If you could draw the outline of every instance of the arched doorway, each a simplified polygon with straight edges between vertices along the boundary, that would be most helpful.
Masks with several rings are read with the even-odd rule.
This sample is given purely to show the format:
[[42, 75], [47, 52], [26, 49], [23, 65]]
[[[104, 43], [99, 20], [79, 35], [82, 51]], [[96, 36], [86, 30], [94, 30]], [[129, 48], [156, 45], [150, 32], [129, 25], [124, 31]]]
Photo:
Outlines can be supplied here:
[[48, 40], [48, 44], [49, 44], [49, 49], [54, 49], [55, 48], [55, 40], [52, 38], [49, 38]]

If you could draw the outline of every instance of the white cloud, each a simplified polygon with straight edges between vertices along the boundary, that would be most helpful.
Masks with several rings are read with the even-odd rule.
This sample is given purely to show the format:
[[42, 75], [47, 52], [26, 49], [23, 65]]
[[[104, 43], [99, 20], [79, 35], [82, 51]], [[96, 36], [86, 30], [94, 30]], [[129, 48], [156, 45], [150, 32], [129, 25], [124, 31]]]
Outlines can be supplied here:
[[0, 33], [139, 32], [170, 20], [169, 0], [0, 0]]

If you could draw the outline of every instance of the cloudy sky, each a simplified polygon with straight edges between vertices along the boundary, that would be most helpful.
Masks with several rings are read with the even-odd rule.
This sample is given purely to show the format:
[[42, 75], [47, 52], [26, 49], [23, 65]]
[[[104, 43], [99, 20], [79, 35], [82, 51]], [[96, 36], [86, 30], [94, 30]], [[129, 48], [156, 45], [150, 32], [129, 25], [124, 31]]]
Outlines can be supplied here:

* [Challenge]
Reproduce all of the material above word for word, without changing anything.

* [Exercise answer]
If you could draw the outline of every instance of the arched doorway, each a simplified polygon with straight edges between vertices along the boundary, that would be most helpful.
Masks with several rings are read with the even-odd rule.
This sample is given purely to show the format:
[[42, 75], [47, 52], [26, 49], [23, 65]]
[[[104, 43], [99, 20], [79, 35], [82, 51]], [[96, 36], [86, 30], [94, 30]], [[129, 48], [156, 45], [150, 32], [129, 25], [124, 31]]]
Photo:
Outlines can be supplied here:
[[48, 40], [48, 44], [49, 44], [49, 49], [54, 49], [55, 48], [55, 40], [52, 38], [49, 38]]

If you could draw the outline of every instance of the white cloud, each a simplified polygon with straight edges between vertices along the boundary, that would be most helpful.
Masks with several rings are read with the even-odd rule.
This sample is given purely to show the format:
[[42, 75], [47, 52], [26, 49], [23, 65]]
[[[104, 43], [99, 20], [79, 35], [82, 51]], [[96, 36], [86, 30], [94, 30]], [[129, 48], [156, 45], [150, 32], [129, 25], [124, 31]]]
Outlines can be supplied here:
[[0, 33], [139, 32], [170, 20], [169, 0], [0, 0]]

If you could draw the outline of every instance of the cloudy sky, each a simplified polygon with straight edges between vertices along the boundary, that would be most helpful.
Masks with several rings are read with the even-odd rule.
This sample is given purely to show the format:
[[42, 75], [47, 52], [26, 49], [23, 65]]
[[[104, 43], [99, 20], [79, 35], [82, 51]], [[96, 36], [86, 30], [94, 30]], [[129, 48], [156, 45], [150, 32], [129, 25], [124, 31]]]
Outlines can be supplied here:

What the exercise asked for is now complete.